▶ _Brief_
Work out how many lines in the data that follows contain "woman". Write nothing but the number.
BEGIN
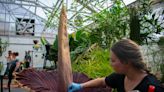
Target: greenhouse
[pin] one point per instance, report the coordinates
(82, 45)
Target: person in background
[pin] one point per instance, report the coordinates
(27, 59)
(130, 71)
(9, 58)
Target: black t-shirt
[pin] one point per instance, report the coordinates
(117, 81)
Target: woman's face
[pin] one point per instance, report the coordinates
(118, 66)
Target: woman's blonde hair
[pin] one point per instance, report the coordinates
(129, 52)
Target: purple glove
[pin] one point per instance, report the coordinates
(74, 87)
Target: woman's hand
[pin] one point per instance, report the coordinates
(74, 87)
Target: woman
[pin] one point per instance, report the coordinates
(130, 71)
(9, 58)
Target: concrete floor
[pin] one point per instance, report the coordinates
(13, 89)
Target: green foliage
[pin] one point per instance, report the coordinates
(3, 46)
(95, 63)
(150, 21)
(111, 24)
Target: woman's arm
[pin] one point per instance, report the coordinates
(94, 83)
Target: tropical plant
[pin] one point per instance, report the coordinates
(94, 63)
(110, 24)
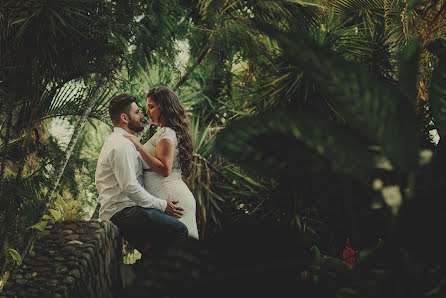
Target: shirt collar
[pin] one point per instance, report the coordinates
(120, 130)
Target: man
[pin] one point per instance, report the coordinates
(140, 217)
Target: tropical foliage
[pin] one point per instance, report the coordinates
(311, 123)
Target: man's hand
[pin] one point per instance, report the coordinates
(173, 210)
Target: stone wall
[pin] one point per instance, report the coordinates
(70, 259)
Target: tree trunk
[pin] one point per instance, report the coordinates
(80, 125)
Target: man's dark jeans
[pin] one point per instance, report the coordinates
(140, 226)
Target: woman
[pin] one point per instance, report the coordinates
(167, 154)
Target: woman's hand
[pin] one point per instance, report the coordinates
(134, 140)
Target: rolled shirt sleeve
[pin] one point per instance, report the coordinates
(123, 161)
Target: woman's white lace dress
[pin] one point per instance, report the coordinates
(171, 187)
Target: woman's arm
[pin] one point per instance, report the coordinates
(163, 161)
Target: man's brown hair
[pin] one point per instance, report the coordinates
(119, 104)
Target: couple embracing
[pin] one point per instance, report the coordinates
(141, 187)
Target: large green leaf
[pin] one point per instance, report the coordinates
(438, 88)
(408, 70)
(287, 146)
(378, 112)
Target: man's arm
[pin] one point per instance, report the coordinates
(123, 164)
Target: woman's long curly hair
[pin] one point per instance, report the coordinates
(175, 116)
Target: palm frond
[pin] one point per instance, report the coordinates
(380, 113)
(281, 145)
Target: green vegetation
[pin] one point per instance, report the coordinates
(311, 123)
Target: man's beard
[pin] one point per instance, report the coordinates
(135, 126)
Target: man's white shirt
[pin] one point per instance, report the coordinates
(117, 172)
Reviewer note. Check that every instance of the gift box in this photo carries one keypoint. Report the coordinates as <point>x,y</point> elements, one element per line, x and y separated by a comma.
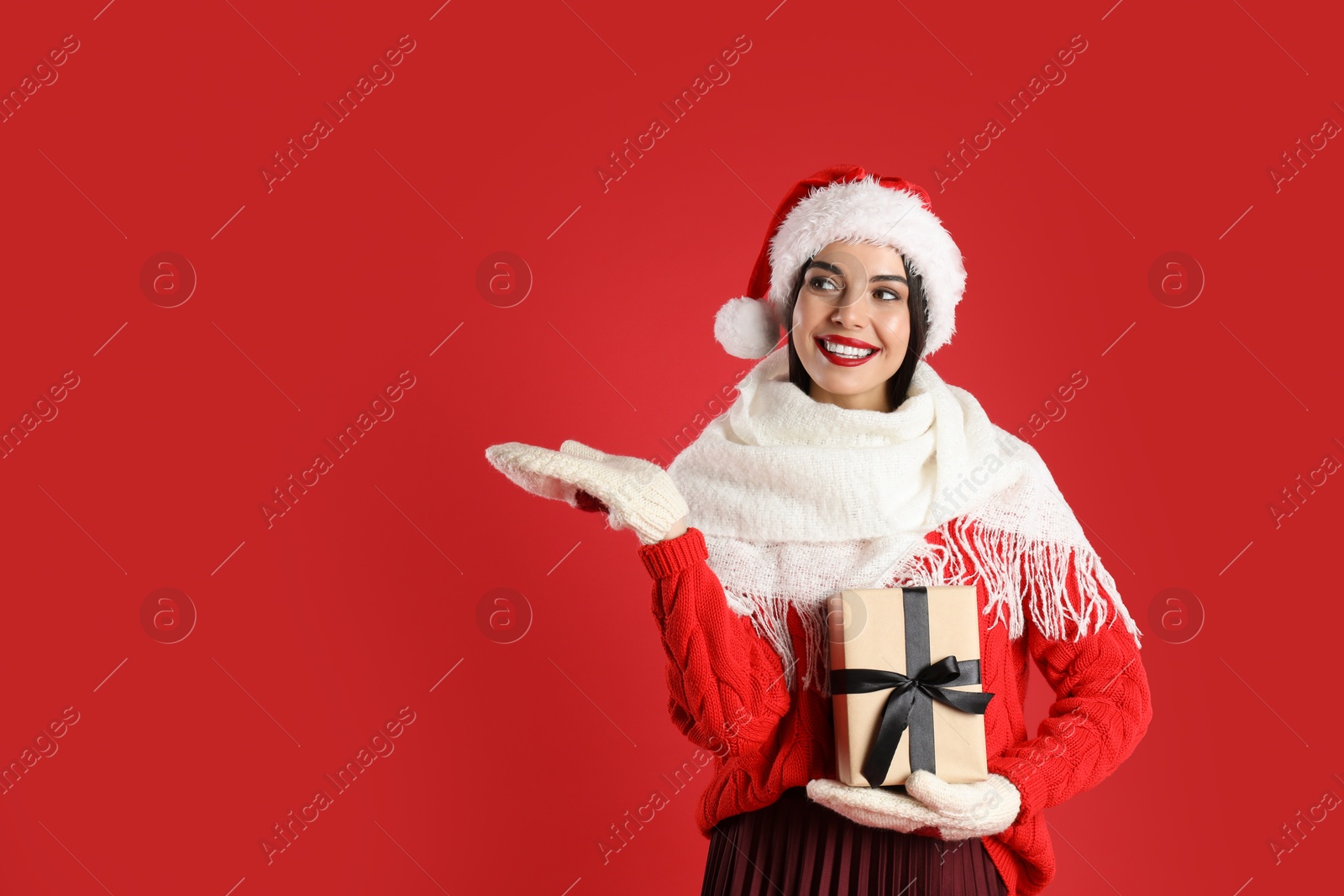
<point>905,683</point>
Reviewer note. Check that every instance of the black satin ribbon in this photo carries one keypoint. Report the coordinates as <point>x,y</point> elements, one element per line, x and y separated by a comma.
<point>911,703</point>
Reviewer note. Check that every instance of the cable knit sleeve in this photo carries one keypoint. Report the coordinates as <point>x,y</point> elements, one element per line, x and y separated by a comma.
<point>725,683</point>
<point>1101,710</point>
END
▶ _Answer box_
10